The 22-page guide is intended as an aid to taxpayers and tax preparers during the 2018 tax-filing season– the first filing season in which the new tax break applies. To view the guide, use either of these links:https://go.usa.gov/xn3v4 or http://www.tax.ri.gov/notice/.

The new modification – which reduces federal adjusted gross income for Rhode Island tax purposes – was authorized under legislation approved by the Rhode Island General Assembly and signed into law by Rhode Island Governor Gina M. Raimondo on June 24, 2016. It applies for tax years beginning on or after Jan. 1, 2017.

Pointing dataset records:
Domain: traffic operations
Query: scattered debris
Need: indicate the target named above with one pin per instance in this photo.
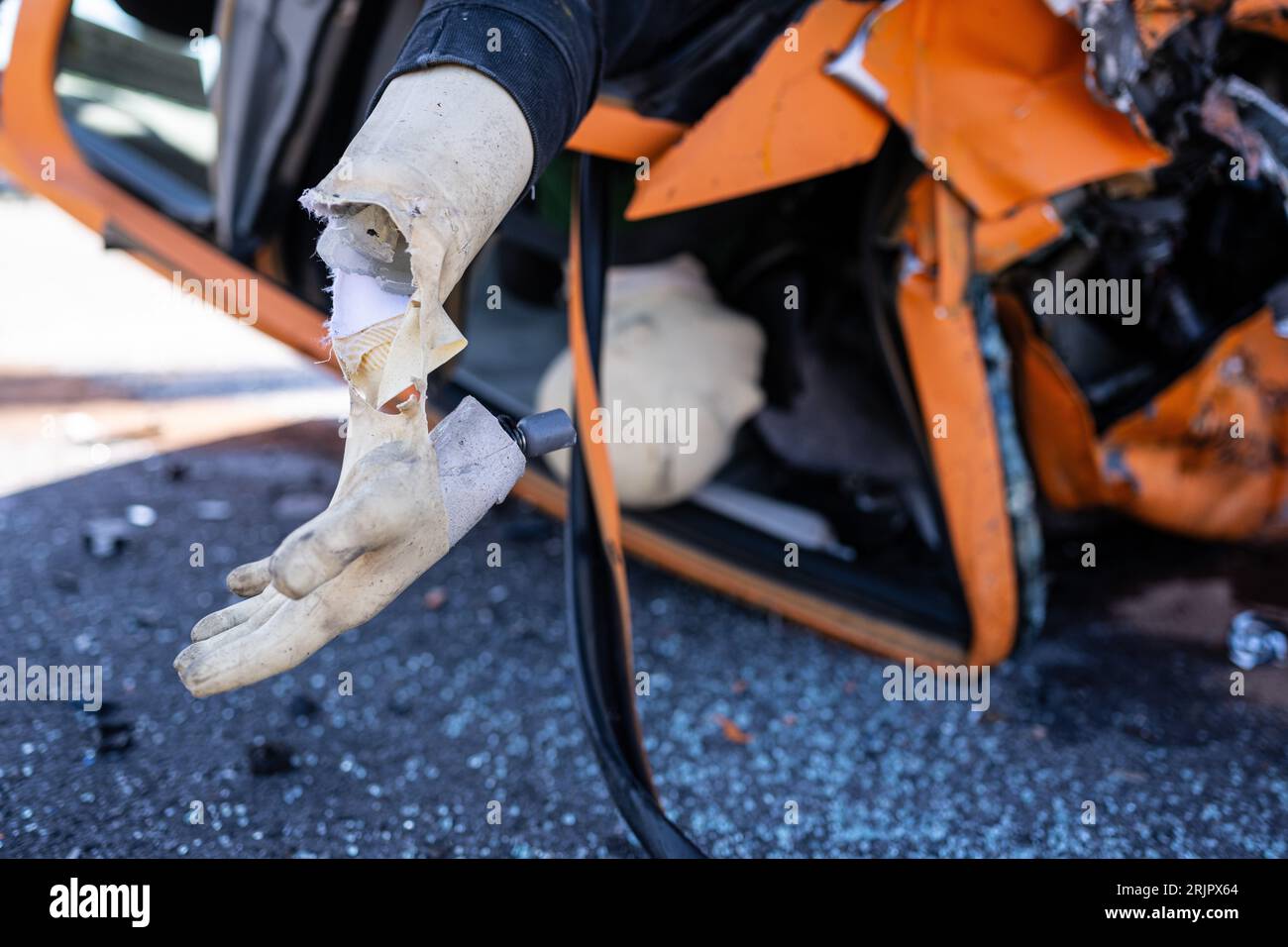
(141, 515)
(64, 579)
(270, 759)
(295, 508)
(214, 510)
(104, 538)
(112, 732)
(303, 705)
(1254, 641)
(732, 732)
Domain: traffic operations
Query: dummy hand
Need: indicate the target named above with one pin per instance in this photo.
(386, 523)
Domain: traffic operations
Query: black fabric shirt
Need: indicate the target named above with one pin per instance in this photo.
(674, 58)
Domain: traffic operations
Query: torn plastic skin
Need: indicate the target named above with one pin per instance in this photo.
(424, 183)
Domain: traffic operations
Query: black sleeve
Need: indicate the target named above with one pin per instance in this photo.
(549, 54)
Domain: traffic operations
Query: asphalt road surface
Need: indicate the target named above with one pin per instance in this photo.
(463, 699)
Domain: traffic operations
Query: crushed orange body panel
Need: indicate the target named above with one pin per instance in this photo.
(1269, 17)
(952, 389)
(786, 121)
(612, 131)
(1004, 240)
(999, 90)
(1177, 463)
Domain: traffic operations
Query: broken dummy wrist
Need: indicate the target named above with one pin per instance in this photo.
(424, 183)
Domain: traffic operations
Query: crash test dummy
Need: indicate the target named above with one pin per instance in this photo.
(481, 98)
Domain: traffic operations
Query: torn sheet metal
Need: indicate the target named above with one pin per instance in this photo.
(995, 99)
(785, 123)
(1253, 124)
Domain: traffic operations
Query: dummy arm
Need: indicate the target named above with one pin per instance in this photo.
(421, 187)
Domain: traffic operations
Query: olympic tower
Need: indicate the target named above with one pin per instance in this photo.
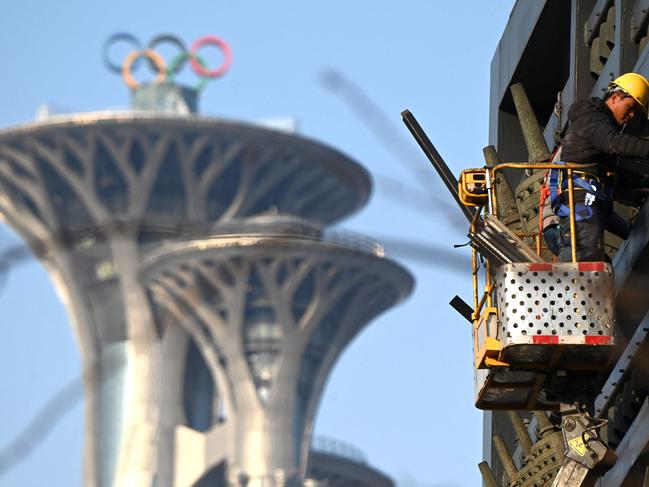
(207, 296)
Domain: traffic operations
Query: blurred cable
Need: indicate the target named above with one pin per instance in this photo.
(401, 148)
(19, 448)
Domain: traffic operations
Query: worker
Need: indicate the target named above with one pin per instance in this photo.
(595, 135)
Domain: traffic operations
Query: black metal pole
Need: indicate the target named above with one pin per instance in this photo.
(436, 160)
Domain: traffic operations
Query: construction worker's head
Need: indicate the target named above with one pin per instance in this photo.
(626, 95)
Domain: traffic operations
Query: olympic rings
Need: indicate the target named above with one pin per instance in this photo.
(153, 57)
(227, 56)
(157, 63)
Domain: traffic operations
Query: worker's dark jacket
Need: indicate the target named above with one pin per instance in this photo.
(593, 136)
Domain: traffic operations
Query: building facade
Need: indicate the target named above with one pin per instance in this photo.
(561, 51)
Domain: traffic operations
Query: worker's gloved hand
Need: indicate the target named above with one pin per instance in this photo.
(552, 236)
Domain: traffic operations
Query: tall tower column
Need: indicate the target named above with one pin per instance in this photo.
(271, 311)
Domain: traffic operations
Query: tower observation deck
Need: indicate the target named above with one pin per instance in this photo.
(208, 299)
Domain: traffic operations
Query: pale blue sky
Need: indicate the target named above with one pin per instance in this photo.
(403, 391)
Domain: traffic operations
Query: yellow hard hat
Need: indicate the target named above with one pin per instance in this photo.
(634, 85)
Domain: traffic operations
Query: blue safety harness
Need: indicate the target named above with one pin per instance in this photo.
(583, 210)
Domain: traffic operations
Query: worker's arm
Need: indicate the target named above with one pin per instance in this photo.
(607, 138)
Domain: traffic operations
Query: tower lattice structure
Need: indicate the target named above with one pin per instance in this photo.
(206, 318)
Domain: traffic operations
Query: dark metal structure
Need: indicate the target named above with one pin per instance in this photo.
(561, 51)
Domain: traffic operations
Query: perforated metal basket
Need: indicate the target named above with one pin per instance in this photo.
(551, 318)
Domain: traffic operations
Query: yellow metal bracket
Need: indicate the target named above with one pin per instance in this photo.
(472, 187)
(486, 346)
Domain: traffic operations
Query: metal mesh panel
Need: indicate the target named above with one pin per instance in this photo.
(566, 300)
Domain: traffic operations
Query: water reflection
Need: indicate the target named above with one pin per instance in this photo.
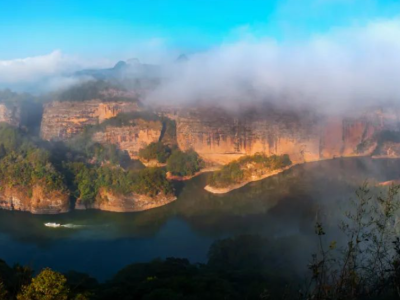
(282, 207)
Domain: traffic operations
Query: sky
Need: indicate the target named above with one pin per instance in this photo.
(332, 54)
(119, 29)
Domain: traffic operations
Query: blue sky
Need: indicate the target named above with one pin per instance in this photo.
(114, 28)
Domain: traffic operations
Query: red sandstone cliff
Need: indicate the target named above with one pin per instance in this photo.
(131, 138)
(10, 113)
(37, 201)
(63, 120)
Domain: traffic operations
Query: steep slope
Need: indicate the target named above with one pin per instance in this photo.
(65, 119)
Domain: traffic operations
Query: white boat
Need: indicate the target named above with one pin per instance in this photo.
(52, 224)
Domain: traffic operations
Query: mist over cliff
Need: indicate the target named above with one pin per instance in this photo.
(345, 69)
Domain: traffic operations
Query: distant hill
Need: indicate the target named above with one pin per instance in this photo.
(131, 69)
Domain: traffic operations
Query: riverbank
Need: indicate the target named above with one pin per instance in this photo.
(224, 190)
(184, 178)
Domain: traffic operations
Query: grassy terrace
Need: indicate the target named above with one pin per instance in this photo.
(245, 168)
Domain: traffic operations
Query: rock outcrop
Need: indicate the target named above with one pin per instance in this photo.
(131, 138)
(10, 113)
(63, 120)
(36, 201)
(108, 201)
(221, 137)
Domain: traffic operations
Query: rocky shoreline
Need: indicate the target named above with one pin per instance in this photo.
(185, 178)
(224, 190)
(130, 203)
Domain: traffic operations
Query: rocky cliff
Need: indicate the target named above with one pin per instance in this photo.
(63, 120)
(10, 113)
(108, 201)
(220, 137)
(131, 138)
(37, 201)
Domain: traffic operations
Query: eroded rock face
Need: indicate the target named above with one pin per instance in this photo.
(63, 120)
(37, 201)
(117, 203)
(221, 137)
(131, 138)
(10, 114)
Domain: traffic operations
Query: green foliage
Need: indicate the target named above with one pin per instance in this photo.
(3, 292)
(151, 182)
(88, 91)
(48, 285)
(87, 180)
(243, 168)
(157, 151)
(95, 152)
(184, 163)
(22, 163)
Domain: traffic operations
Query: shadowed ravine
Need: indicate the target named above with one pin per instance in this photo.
(278, 207)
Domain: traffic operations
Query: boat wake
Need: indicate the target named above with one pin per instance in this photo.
(57, 225)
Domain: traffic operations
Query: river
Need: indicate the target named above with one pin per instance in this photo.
(281, 208)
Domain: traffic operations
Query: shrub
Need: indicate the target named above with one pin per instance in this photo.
(184, 163)
(157, 151)
(242, 169)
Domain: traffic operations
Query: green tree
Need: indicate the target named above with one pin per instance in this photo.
(184, 163)
(48, 285)
(157, 151)
(3, 292)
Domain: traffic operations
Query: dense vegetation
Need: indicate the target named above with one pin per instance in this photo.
(364, 265)
(155, 151)
(245, 167)
(25, 163)
(87, 180)
(184, 163)
(90, 90)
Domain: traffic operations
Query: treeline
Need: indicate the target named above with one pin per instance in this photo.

TO BE DONE ▸
(1) List every year mentioned in the Rhode Island tax passage, in the order each first appears.
(2) Replace "guide" with "handbook" in the Rhode Island tax passage, starting at the words "The 22-page guide" and stopping after "Jan. 1, 2017.".
(3) Continue the Rhode Island tax passage after its final sentence.

ANSWERS TO EACH TASK ▸
(1) 2018, 2016, 2017

(2)
The 22-page handbook is intended as an aid to taxpayers and tax preparers during the 2018 tax-filing season– the first filing season in which the new tax break applies. To view the handbook, use either of these links:https://go.usa.gov/xn3v4 or http://www.tax.ri.gov/notice/.

The new modification – which reduces federal adjusted gross income for Rhode Island tax purposes – was authorized under legislation approved by the Rhode Island General Assembly and signed into law by Rhode Island Governor Gina M. Raimondo on June 24, 2016. It applies for tax years beginning on or after Jan. 1, 2017.

(3)
Assuming a taxpayer meets the rules involving eligibility, up to $15,000 of the person’s federally taxable income from 401(k) plans, 403(b) plans, military retirement pay, private-sector pensions, government pensions, annuities, and other such sources will escape Rhode Island personal income tax. The tax break applies on a per-person basis, so for a married couple filing a joint return, up to $15,000 per spouse could

escape Rhode Island tax, for a combined total of up to $30,000.

Assuming a Rhode Island tax rate of 3.75 percent, the break could generate Rhode Island personal income tax savings of up to approximately $563 for someone who is single, or up to $1,125 for a married couple filing a joint Rhode Island return.